-- Instructions to follow --
Find every line in the records below that contains the word "sunglasses" and copy each one in full.

-- Data provided --
########################################
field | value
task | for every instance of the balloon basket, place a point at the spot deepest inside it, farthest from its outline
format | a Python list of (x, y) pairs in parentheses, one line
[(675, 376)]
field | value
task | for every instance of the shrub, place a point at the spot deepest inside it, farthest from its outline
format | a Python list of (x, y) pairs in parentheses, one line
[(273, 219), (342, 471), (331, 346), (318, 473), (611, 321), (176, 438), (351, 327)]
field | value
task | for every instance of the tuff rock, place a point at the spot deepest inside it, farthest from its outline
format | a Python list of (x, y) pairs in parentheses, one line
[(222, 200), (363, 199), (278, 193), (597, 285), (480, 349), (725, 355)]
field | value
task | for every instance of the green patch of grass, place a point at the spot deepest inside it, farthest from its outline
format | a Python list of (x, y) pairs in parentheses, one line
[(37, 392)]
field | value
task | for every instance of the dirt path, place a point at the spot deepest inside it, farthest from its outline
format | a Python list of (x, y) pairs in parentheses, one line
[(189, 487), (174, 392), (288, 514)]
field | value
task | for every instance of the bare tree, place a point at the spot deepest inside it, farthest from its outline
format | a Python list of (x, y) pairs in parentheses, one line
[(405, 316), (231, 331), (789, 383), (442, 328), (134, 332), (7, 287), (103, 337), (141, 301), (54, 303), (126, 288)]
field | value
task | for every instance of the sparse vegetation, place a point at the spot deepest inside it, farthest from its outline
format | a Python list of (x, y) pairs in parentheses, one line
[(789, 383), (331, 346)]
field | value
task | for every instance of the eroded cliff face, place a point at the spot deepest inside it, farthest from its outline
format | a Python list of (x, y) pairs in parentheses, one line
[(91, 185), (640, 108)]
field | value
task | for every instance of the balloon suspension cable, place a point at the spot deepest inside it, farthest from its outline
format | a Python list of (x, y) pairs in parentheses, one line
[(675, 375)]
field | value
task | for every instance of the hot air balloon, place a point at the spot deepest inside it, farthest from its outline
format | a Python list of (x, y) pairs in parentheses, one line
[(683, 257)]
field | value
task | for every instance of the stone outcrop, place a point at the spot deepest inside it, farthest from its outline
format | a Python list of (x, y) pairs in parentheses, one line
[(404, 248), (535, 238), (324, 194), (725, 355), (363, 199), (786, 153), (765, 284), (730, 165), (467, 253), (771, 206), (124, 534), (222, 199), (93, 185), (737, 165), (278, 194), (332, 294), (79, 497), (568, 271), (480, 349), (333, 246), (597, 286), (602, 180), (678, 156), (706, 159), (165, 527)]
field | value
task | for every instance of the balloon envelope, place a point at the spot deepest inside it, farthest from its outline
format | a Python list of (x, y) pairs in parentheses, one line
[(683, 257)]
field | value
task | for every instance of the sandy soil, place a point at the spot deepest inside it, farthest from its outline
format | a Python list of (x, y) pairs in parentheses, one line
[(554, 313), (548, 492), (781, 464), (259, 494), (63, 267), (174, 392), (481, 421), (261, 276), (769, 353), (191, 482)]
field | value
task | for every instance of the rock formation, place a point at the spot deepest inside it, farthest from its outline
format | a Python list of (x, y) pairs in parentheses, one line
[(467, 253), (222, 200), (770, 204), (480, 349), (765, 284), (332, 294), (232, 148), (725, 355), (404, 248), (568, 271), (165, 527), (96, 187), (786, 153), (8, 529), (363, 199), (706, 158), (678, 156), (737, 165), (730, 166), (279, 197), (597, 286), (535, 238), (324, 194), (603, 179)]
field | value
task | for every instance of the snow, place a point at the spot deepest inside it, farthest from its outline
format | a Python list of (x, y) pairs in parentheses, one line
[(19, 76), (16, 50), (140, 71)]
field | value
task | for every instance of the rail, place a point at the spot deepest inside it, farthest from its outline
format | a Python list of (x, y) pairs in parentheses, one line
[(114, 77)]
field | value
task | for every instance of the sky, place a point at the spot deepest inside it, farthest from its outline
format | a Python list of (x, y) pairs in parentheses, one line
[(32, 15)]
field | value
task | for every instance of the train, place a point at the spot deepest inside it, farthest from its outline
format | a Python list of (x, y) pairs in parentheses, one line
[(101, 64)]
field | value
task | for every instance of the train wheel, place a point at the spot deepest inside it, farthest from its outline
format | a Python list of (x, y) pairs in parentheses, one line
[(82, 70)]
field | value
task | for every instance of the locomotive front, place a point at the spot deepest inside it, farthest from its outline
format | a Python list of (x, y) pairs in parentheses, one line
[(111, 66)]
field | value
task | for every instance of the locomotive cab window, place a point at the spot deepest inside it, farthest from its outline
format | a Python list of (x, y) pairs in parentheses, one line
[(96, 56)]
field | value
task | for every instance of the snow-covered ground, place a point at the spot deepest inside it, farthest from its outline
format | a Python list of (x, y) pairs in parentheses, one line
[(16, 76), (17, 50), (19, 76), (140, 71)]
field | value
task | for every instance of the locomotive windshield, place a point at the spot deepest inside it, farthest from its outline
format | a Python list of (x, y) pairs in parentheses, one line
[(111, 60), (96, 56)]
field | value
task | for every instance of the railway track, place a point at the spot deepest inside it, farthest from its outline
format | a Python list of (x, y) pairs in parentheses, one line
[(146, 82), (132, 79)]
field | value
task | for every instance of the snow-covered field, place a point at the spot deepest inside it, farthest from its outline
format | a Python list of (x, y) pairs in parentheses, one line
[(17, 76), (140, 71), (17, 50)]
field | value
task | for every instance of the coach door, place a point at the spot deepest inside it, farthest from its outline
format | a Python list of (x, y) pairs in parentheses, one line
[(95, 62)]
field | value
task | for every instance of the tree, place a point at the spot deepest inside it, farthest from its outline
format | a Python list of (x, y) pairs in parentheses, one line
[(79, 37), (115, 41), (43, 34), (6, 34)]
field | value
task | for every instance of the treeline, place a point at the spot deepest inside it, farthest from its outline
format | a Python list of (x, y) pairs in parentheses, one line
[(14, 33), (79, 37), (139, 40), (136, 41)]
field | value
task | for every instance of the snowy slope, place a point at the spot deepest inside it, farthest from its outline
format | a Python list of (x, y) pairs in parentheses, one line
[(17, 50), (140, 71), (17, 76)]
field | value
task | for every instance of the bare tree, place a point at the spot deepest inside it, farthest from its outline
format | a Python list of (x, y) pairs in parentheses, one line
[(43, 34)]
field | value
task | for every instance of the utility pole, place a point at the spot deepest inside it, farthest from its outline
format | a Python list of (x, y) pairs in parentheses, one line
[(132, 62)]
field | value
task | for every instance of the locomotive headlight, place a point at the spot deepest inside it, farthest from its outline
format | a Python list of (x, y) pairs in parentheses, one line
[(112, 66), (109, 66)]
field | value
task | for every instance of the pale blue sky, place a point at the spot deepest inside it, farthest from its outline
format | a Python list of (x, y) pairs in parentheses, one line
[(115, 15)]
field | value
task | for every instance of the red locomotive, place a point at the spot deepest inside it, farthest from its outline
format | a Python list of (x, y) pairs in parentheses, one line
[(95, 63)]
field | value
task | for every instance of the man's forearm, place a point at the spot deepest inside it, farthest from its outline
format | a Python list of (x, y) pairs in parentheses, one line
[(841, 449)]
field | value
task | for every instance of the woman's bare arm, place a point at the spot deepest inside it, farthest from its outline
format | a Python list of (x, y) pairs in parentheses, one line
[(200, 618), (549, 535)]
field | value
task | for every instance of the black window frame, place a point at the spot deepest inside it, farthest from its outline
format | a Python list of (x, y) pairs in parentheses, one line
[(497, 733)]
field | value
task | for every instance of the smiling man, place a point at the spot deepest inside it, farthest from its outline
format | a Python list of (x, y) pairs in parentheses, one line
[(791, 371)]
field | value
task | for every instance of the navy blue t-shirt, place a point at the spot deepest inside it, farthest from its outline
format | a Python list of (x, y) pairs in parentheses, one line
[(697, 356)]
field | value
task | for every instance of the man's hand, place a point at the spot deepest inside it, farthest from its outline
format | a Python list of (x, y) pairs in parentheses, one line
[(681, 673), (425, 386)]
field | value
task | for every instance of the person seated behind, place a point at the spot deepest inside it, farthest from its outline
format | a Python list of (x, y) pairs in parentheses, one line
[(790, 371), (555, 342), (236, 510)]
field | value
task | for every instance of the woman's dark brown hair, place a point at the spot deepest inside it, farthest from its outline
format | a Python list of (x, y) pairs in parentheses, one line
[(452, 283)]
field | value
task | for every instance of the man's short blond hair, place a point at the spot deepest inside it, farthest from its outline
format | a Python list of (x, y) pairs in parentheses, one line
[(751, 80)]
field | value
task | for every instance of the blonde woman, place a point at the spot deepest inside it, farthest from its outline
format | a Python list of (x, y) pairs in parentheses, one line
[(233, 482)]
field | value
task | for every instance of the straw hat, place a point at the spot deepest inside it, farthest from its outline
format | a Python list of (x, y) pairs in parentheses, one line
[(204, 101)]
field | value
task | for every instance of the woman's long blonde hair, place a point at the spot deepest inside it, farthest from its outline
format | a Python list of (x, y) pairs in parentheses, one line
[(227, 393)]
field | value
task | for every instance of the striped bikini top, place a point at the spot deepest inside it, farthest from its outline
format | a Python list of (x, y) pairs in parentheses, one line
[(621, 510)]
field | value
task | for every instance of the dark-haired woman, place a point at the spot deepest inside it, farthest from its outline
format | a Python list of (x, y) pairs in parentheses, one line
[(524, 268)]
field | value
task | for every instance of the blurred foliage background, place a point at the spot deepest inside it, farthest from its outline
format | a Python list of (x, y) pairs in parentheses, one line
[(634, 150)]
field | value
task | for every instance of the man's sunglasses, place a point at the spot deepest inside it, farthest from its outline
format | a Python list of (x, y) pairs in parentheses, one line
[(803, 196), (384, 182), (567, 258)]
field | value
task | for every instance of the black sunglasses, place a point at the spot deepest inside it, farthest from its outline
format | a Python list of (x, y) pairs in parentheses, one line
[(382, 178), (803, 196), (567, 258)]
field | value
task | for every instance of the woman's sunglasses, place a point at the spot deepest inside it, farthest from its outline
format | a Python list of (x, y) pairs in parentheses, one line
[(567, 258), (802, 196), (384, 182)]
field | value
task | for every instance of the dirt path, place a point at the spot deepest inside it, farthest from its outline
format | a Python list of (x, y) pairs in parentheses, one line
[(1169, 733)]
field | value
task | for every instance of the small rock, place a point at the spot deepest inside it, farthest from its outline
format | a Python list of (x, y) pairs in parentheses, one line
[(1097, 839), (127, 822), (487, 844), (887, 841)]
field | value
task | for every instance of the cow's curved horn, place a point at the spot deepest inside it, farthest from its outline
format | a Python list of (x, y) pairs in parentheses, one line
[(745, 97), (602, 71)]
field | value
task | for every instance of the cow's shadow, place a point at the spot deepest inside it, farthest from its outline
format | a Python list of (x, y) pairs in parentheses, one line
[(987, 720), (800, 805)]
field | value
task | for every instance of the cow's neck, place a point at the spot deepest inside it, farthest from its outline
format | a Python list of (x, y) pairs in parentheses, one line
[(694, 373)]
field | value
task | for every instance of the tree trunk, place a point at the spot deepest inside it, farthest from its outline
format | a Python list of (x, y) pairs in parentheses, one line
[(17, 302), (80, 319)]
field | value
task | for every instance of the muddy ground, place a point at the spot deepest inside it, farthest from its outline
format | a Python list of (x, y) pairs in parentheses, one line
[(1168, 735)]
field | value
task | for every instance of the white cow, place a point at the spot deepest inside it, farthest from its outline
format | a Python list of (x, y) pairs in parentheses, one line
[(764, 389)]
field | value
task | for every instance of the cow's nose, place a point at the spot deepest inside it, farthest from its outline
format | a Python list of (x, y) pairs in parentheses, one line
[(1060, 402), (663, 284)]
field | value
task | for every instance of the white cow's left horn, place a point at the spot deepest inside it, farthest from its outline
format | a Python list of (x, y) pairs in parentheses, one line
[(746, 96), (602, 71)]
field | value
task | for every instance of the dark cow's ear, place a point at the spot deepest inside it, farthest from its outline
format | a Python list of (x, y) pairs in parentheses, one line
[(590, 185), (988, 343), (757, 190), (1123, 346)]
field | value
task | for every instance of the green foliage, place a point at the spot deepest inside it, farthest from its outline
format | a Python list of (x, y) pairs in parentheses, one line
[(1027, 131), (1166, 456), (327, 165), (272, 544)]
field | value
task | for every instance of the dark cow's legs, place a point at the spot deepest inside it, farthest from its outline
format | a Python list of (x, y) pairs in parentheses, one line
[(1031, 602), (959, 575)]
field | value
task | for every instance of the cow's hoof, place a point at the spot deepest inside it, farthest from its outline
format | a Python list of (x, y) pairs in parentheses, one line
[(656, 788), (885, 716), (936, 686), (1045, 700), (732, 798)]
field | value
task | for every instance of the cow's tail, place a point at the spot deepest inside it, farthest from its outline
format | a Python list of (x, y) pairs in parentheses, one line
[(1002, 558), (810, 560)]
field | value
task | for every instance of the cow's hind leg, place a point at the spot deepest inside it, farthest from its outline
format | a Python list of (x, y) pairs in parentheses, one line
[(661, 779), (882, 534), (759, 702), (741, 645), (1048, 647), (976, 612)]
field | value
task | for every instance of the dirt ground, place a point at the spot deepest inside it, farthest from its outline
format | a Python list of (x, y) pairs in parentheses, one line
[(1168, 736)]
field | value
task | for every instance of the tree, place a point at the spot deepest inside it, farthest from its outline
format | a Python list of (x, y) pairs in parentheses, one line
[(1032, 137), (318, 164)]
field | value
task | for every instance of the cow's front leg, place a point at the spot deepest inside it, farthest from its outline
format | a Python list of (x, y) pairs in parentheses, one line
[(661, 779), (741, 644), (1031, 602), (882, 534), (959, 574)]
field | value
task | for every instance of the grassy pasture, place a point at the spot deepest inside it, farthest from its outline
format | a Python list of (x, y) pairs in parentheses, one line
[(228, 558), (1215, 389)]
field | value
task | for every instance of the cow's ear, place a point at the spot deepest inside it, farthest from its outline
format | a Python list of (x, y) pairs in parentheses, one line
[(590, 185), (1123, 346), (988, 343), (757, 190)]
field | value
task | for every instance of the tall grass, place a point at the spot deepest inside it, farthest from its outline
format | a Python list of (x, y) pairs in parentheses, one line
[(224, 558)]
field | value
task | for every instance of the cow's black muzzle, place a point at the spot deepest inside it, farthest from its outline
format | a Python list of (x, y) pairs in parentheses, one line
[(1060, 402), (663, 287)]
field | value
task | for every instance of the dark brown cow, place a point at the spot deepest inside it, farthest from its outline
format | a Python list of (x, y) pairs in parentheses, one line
########################################
-- Answer to the task --
task | for every instance of the man's sunglasses, place a point at the spot deepest inside it, farthest from its outline
task | for every instance of the black sunglasses, place a point at the spot deepest inside it, farthest from its outline
task | for every instance of the woman's sunglasses, place a point at the spot deepest inside it, farthest from its outline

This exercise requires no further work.